— Begin Text shown —

+168 It's easy to make everything a conspiracy when you don't know how anything works. amirite?

by Anonymous 1 year ago

I've always stood by Hanlon's Razor: Never attribute maliciousness to that which can be explained by incompetence.

by Anonymous 1 year ago

There are a lot of maliciously incompetent people in the world.

by Anonymous 1 year ago

That's a bit different than Hanlon's Razor I think. Malicious incompetence, weaponized incompetence, whatever you want to call it comes from a different place. In those cases, the person is well aware they don't know how to do something or have knowledge of how something works, and make the conscious choice to avoid learning it. That cognizant effort to avoid learning disqualifies it from falling under the umbrella of Hanlon's Razor. The theory is specifically for people who don't know any better. It was somewhat misquoted above, and it isn't incompetence, but stupidity that is mentioned. Big distinction, in my mind.

by Anonymous 1 year ago

i prefer mehrunes razor, personally

by Anonymous 1 year ago

I use Harry's razors

by Anonymous 1 year ago

Hitchen's Razor and Occam's Razor are also great. "That which is asserted without evidence can be dismissed without evidence" and "the answer that makes the fewest assumptions is to be preferred", respectively.

by Anonymous 1 year ago

yeah but i have a link to a crappy website with even crappier scans of crappy xeroxes of heavily-redacted documents that are otherwise indecipherable, so, you know, that's pretty much all the evidence i need

by Anonymous 1 year ago

I also need a 9 hour "documentary" on youtube.

by Anonymous 1 year ago

Why are all of these principles called "razors"?

by Anonymous 1 year ago

Some philosopher was feeling edgy.

by Anonymous 1 year ago

afaik, they're all named after Occam's razor. Why it's called that, I do not know.

by Anonymous 1 year ago

Yeah, the problem with all of these razors is that the assertions that are dismissed could still be correct, it's just that you don't know. There's a difference between not having enough information to know if something is correct and dismissing it and knowing for a fact that something is incorrect. That said, don't drink poisoned Kool-Aid.

by Anonymous 1 year ago

Or Flavor Aid, the stuff used at Jonestown. I wonder if "big cola" is behind this conspiracy to impugn Kool-Aid.

— End Text shown —
— Begin Supplied entries —

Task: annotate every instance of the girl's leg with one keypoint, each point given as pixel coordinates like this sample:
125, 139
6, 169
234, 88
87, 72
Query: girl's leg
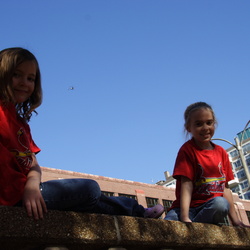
84, 195
71, 194
214, 211
118, 206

— End Supplied entries —

● **Given exercise**
List every razor that is mentioned by name in the comment thread about conspiracies.

● **Solution**
Hanlon's Razor
mehrunes razor
Harry's razors
Hitchen's Razor
Occam's Razor